Dataset content:
Start
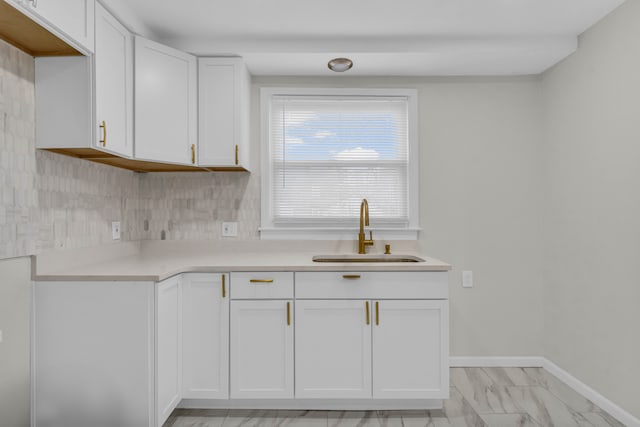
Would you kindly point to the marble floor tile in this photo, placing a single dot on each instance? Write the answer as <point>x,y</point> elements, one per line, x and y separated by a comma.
<point>197,418</point>
<point>405,418</point>
<point>353,419</point>
<point>457,413</point>
<point>509,420</point>
<point>301,419</point>
<point>602,419</point>
<point>481,392</point>
<point>545,409</point>
<point>250,418</point>
<point>480,397</point>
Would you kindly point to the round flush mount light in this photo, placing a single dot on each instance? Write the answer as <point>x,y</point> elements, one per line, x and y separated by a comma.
<point>340,65</point>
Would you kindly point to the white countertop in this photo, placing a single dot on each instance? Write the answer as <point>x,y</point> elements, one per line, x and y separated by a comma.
<point>158,260</point>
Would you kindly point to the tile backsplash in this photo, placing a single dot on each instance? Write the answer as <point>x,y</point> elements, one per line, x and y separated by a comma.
<point>49,201</point>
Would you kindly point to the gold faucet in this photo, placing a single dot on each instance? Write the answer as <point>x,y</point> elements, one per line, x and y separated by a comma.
<point>364,220</point>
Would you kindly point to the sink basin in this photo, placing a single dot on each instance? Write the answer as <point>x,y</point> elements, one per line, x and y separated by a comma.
<point>367,258</point>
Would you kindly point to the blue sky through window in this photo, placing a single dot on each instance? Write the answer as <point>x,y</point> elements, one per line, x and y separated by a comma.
<point>343,136</point>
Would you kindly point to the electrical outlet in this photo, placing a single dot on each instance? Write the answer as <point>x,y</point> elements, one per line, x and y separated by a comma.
<point>115,230</point>
<point>467,279</point>
<point>229,229</point>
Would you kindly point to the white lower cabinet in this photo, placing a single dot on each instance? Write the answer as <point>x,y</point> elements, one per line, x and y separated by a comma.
<point>205,369</point>
<point>93,354</point>
<point>168,347</point>
<point>333,349</point>
<point>129,353</point>
<point>261,349</point>
<point>410,349</point>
End
Required task: Please copy out the records above word for word, leaving out the pictures.

Answer to this problem:
Would you kindly point to the marble floor tile in this photo, placing a single dot on each instance? Write the answer as <point>x,y</point> elements, one per line, x and y separated by a comma.
<point>197,418</point>
<point>405,418</point>
<point>353,419</point>
<point>457,413</point>
<point>509,420</point>
<point>301,419</point>
<point>602,419</point>
<point>481,392</point>
<point>545,409</point>
<point>250,418</point>
<point>480,397</point>
Would you kindly point to the round flush mount light in this photo, placing a single dot on each instance? Write the answer as <point>x,y</point> elements, one per line, x and y separated by a comma.
<point>340,65</point>
Would you kindly point to the white countertop in this photo, placing a single dot on each instance? Write the answer as <point>x,y</point> elements, one per line, x and y separated by a comma.
<point>158,260</point>
Would you kindly point to the tile backsplash in this photo, placing a single dot on each instance? Write the answer as <point>x,y</point> elements, one per line, x and y separated by a comma.
<point>49,201</point>
Would you kindly point to the gold faucet in this photo, placing a single dot on each instance? Write the answer as <point>x,y</point> elements, one per line, x and y separated by a comma.
<point>364,220</point>
Would you kindly point to the sink basin in this photo, placing a single dot on each instance? Write the answer as <point>x,y</point> elements, one per line, x and y separated by a comma.
<point>367,258</point>
Would you kindly point to the blue sky through window in this photo, placing a single dot on each instance? Write the answer as <point>x,y</point> elements, one per line, x and y separated by a comma.
<point>343,136</point>
Would you kindly point to the electrical outlet in this photo, placing a single dot on each instance? Write the answer as <point>x,y</point> elements, one per line, x and y separated by a comma.
<point>115,230</point>
<point>467,279</point>
<point>229,229</point>
Would you kindly point to the white lower cabinet in this photo, placing a single dot on each instance? Write the answer as <point>x,y</point> elements, one per line, x and y separated by a comma.
<point>205,369</point>
<point>93,354</point>
<point>168,347</point>
<point>333,349</point>
<point>129,353</point>
<point>261,349</point>
<point>410,349</point>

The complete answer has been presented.